Items from a dataset:
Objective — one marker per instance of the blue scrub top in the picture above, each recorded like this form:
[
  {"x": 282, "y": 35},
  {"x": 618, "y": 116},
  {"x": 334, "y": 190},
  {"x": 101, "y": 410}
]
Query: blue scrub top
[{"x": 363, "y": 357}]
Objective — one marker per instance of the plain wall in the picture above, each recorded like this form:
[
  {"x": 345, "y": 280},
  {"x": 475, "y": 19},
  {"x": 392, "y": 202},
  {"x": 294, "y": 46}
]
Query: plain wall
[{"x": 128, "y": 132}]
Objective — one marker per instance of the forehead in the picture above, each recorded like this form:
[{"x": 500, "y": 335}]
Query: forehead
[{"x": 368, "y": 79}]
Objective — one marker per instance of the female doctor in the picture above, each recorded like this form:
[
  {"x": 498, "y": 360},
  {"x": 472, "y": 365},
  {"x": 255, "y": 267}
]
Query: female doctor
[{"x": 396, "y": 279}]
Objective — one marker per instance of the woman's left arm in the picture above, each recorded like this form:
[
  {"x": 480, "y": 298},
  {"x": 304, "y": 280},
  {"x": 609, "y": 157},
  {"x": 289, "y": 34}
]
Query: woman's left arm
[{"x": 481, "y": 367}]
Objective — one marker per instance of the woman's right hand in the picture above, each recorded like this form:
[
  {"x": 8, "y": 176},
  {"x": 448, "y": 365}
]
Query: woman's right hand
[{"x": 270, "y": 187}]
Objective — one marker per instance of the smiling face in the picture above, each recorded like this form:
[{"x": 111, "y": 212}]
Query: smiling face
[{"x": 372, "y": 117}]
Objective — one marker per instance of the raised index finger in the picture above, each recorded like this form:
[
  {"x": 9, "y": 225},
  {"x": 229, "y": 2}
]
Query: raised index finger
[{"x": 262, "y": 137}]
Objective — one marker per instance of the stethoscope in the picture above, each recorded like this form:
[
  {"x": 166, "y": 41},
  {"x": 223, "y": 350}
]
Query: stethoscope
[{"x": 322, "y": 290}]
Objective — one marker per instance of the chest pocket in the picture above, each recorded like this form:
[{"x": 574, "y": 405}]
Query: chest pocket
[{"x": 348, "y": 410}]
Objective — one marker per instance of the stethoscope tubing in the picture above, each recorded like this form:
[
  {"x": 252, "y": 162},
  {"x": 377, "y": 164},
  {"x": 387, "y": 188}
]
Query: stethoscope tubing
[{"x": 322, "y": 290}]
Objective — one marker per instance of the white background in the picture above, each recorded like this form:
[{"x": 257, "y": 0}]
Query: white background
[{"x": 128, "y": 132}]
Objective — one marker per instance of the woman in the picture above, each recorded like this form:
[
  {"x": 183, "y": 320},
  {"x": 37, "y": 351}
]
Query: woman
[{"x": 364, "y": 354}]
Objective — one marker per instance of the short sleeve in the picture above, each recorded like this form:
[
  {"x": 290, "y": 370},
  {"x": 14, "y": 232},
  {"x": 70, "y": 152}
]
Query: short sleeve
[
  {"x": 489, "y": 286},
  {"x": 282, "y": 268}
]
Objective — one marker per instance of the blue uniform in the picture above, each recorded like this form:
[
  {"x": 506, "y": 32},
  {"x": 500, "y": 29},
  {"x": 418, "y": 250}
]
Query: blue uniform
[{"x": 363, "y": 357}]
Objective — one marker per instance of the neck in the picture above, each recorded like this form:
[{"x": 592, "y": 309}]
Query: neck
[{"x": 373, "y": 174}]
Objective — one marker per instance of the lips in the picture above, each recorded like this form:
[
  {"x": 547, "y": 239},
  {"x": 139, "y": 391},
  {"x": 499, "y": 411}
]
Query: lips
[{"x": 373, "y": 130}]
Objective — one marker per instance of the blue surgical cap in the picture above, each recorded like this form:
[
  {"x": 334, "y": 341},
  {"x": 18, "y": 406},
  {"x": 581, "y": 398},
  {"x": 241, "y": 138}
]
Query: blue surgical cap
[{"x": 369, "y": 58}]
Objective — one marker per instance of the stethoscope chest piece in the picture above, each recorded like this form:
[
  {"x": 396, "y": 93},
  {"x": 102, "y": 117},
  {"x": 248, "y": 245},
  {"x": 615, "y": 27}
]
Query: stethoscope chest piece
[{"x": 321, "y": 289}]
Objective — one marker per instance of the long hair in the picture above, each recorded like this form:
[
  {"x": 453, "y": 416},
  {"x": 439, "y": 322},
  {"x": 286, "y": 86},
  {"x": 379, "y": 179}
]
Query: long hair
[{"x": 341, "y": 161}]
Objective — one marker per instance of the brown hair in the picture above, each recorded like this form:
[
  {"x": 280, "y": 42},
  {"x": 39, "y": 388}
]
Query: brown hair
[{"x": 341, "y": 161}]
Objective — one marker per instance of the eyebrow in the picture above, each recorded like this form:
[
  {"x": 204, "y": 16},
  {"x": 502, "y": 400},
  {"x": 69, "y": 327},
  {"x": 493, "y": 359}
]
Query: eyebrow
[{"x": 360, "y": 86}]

To be done:
Write out the data exactly as it stands.

Finished task:
Objective — one marker per instance of the blue scrub top in the picture above, each recorded like this form:
[
  {"x": 282, "y": 35},
  {"x": 618, "y": 116},
  {"x": 334, "y": 190},
  {"x": 101, "y": 410}
]
Query: blue scrub top
[{"x": 363, "y": 357}]
Objective — one marker per instance of the plain wall in the picture above, each recorded like this form:
[
  {"x": 345, "y": 280},
  {"x": 475, "y": 19},
  {"x": 392, "y": 202},
  {"x": 294, "y": 46}
]
Query: plain wall
[{"x": 128, "y": 132}]
Objective — one marker per instance of the forehead in the picture above, each recorded like this form:
[{"x": 500, "y": 335}]
Query: forehead
[{"x": 368, "y": 79}]
Objective — one marker per instance of the female doctor in the picture above, each recorded like this form:
[
  {"x": 498, "y": 360},
  {"x": 472, "y": 365},
  {"x": 255, "y": 267}
]
Query: female doctor
[{"x": 396, "y": 279}]
Objective — one marker per instance of the woman's left arm in the picture above, each recorded like this form:
[
  {"x": 480, "y": 298},
  {"x": 304, "y": 280},
  {"x": 609, "y": 157},
  {"x": 289, "y": 34}
]
Query: woman's left arm
[{"x": 481, "y": 367}]
Objective — one marker per instance of the woman's right hand in the picture above, each recorded like this form:
[
  {"x": 8, "y": 176},
  {"x": 448, "y": 365}
]
Query: woman's right hand
[{"x": 270, "y": 187}]
Objective — one marker per instance of the smiling face in the picture above, each recorded like this form:
[{"x": 111, "y": 212}]
Query: smiling face
[{"x": 372, "y": 117}]
Objective — one marker per instance of the raised index finger in the picture above, each recorded like this form:
[
  {"x": 9, "y": 225},
  {"x": 229, "y": 2}
]
Query: raised index finger
[{"x": 262, "y": 137}]
Objective — one marker per instance of the stethoscope in the picture above, each recorded like this form:
[
  {"x": 166, "y": 41},
  {"x": 223, "y": 350}
]
Query: stethoscope
[{"x": 322, "y": 290}]
Objective — one marker per instance of the chest pocket in the picture above, each recorded like this form:
[{"x": 574, "y": 405}]
Query: chest pocket
[{"x": 348, "y": 410}]
Objective — one marker per instance of the stethoscope tubing in the picture above, each recorded like this form:
[
  {"x": 252, "y": 162},
  {"x": 377, "y": 164},
  {"x": 387, "y": 188}
]
Query: stethoscope tubing
[{"x": 322, "y": 290}]
Objective — one marker per instance of the white background in the picture above, each recorded like this form:
[{"x": 257, "y": 0}]
Query: white background
[{"x": 128, "y": 132}]
Objective — one marker per instance of the woman in the picture above, each recorded like this form:
[
  {"x": 183, "y": 320},
  {"x": 37, "y": 351}
]
Query: woman
[{"x": 364, "y": 354}]
Objective — one marker per instance of the short sleeve in the picture above, each recorded like this form:
[
  {"x": 290, "y": 370},
  {"x": 14, "y": 232},
  {"x": 70, "y": 152}
]
Query: short sleeve
[
  {"x": 489, "y": 286},
  {"x": 282, "y": 268}
]
Objective — one marker per instance of the blue uniform in the picture above, each recorded like this form:
[
  {"x": 506, "y": 32},
  {"x": 500, "y": 29},
  {"x": 418, "y": 250}
]
Query: blue uniform
[{"x": 363, "y": 357}]
Objective — one marker per instance of the neck in the picture above, each recorded like this form:
[{"x": 592, "y": 309}]
Query: neck
[{"x": 373, "y": 174}]
Objective — one marker per instance of the lips in the picture above, each recorded like this form:
[
  {"x": 547, "y": 239},
  {"x": 139, "y": 391},
  {"x": 499, "y": 411}
]
Query: lips
[{"x": 373, "y": 130}]
Objective — one marker per instance of the blue surgical cap in the picture above, each recorded like this form:
[
  {"x": 334, "y": 341},
  {"x": 18, "y": 406},
  {"x": 581, "y": 398},
  {"x": 241, "y": 138}
]
Query: blue surgical cap
[{"x": 369, "y": 58}]
Objective — one marker per instance of the stethoscope chest piece in the picture above, each recorded like this form:
[
  {"x": 396, "y": 93},
  {"x": 102, "y": 117},
  {"x": 248, "y": 245},
  {"x": 615, "y": 27}
]
Query: stethoscope chest piece
[{"x": 321, "y": 289}]
Objective — one marker per instance of the long hair in the picture above, each recorded like this form:
[
  {"x": 453, "y": 416},
  {"x": 439, "y": 322},
  {"x": 286, "y": 86},
  {"x": 379, "y": 179}
]
Query: long hair
[{"x": 341, "y": 161}]
Objective — one marker per instance of the brown hair in the picture above, each recorded like this form:
[
  {"x": 280, "y": 42},
  {"x": 39, "y": 388}
]
Query: brown hair
[{"x": 341, "y": 161}]
Objective — one marker per instance of the eyebrow in the picture above, each recorded like this form:
[
  {"x": 204, "y": 16},
  {"x": 502, "y": 400},
  {"x": 69, "y": 327},
  {"x": 493, "y": 359}
]
Query: eyebrow
[{"x": 360, "y": 86}]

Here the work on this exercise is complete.